- [What the task asks]
Each record below is to be retyped exactly, with its pictures omitted.

+++

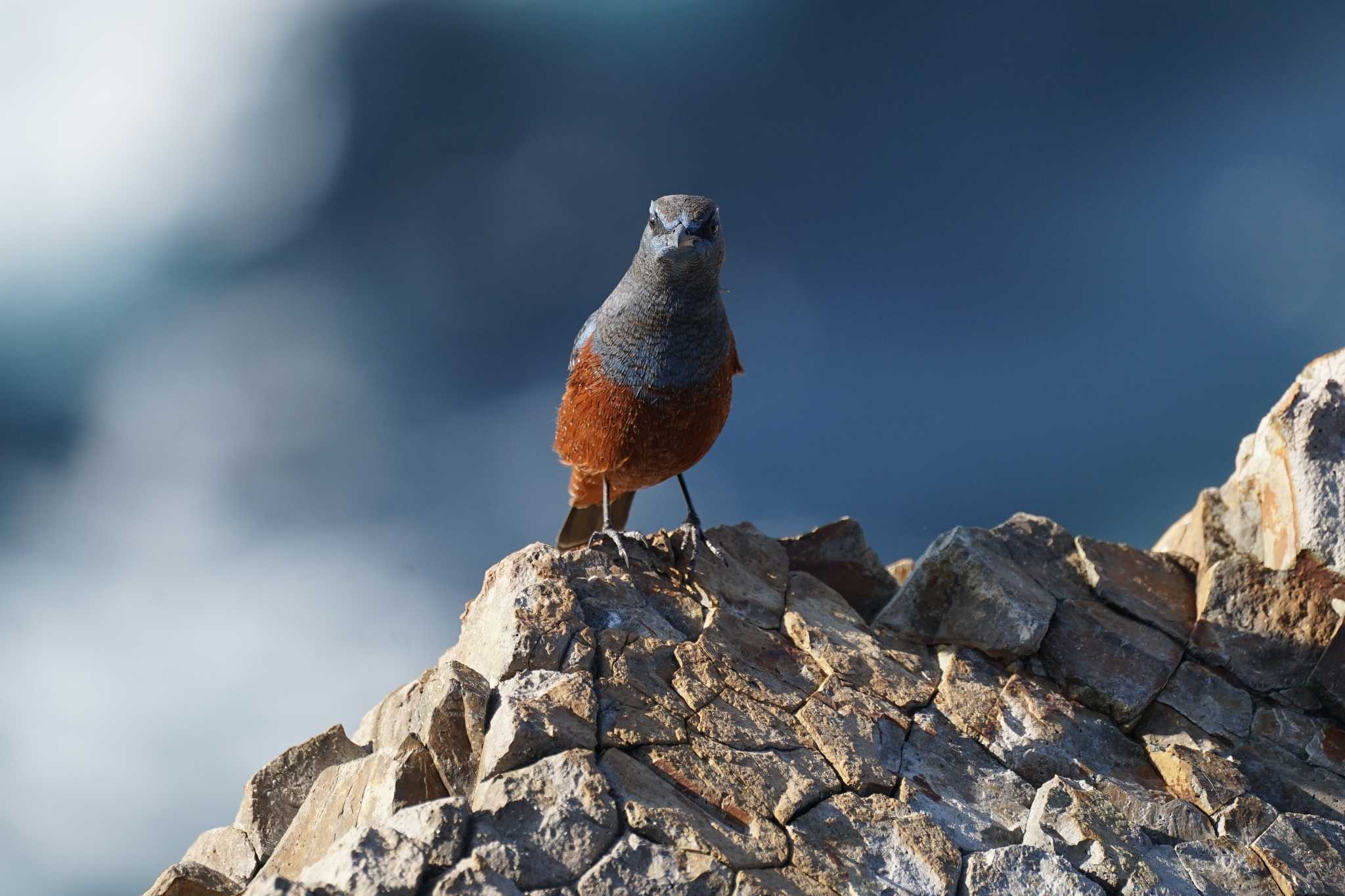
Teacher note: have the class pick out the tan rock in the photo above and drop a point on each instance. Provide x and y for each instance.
(1156, 587)
(638, 703)
(540, 712)
(902, 568)
(1024, 871)
(958, 784)
(858, 734)
(838, 555)
(778, 882)
(1305, 855)
(545, 824)
(194, 879)
(830, 631)
(1082, 826)
(875, 845)
(357, 794)
(1107, 661)
(1287, 484)
(370, 861)
(1266, 626)
(273, 796)
(1204, 534)
(440, 826)
(523, 618)
(667, 812)
(768, 784)
(1204, 778)
(636, 865)
(227, 851)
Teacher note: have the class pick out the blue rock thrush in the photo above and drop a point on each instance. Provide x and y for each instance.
(651, 377)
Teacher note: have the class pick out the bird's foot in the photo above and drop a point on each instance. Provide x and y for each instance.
(693, 535)
(617, 539)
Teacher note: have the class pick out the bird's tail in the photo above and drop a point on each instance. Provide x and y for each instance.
(584, 522)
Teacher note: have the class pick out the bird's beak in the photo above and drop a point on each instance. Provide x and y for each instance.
(681, 238)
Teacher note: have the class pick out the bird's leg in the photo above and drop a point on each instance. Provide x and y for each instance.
(607, 531)
(692, 530)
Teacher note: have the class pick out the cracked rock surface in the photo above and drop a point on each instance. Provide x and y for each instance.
(1017, 711)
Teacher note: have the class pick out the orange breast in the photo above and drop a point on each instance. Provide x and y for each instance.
(603, 429)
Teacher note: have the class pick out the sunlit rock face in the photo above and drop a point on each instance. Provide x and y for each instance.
(1017, 711)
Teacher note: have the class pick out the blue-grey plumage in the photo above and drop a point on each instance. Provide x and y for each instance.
(651, 372)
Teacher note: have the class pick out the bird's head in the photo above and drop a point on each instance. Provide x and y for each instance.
(684, 232)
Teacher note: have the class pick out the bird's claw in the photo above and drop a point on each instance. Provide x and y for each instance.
(615, 538)
(693, 534)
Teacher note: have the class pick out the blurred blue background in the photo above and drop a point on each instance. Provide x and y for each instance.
(288, 286)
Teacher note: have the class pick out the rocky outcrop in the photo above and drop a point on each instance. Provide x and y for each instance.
(1017, 711)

+++

- [Response area]
Teacher note: have the class pick out the tan rock in the photo above and drop a point on each instance. Provide x and y for each instance.
(1156, 587)
(638, 703)
(540, 712)
(902, 568)
(1024, 871)
(958, 784)
(858, 734)
(838, 555)
(778, 882)
(1305, 855)
(545, 824)
(194, 879)
(830, 631)
(1082, 826)
(875, 845)
(357, 794)
(1107, 661)
(1287, 484)
(370, 861)
(1266, 626)
(273, 796)
(1204, 534)
(440, 826)
(523, 618)
(667, 812)
(768, 784)
(1204, 778)
(636, 865)
(227, 851)
Teacher note: have the class pick out the blue rock thrush in the photo above and drop a point on each instance. Provide x and y for each instance.
(651, 377)
Teacher note: have the class pick out the bird's foot in the photo above and drop a point on each instance. Provide x and y for each instance.
(693, 535)
(617, 539)
Teacher note: have the class pick out the bird's tail in the photo above and drop a point on each instance. Provide x and y for each instance.
(584, 522)
Teacher note: have the class pick out the bird's beak in the photo above and drop a point on each instance. Provide x and y for each instance.
(681, 238)
Teacher note: have the class pick out the bird's leg in the photo above and drop a point on each instance. Provide x and y for each instance.
(607, 531)
(692, 530)
Teacher note: have the class pick out the cracked rock surface in the photo above and drop a point on each instance. Provide x and y for each instance.
(1017, 711)
Teacher note: have the class pick out the orange breast in the photo above and drop a point on each instance. Provide x and y for each instance.
(603, 429)
Teacher note: have the class pick out the sunlit rock face in the photo above and drop a point on each instance. Provide x and y for each instance.
(1017, 711)
Teacher note: have the class pick out the blue-grey plumage in the photo above and drop a point on each instance. Provide x and y for each instance.
(651, 372)
Teacher note: have the class pick out the bird's head in the photo above and drop a point on each instance. Provide x and y for each instance.
(684, 232)
Teacher note: have the class pick out the bird's claw in the photo above and drop a point on each instance. Provide x and y for each instance.
(615, 538)
(693, 534)
Teacher note: have the class pick out the blurred blue background in the photo above and drop a point on each instance. Provide x and y for each instance.
(288, 286)
Teacher note: have the class pick out the rocky outcrop in the photo above and drop a point on each instance. Provide x and y for each instance.
(1017, 711)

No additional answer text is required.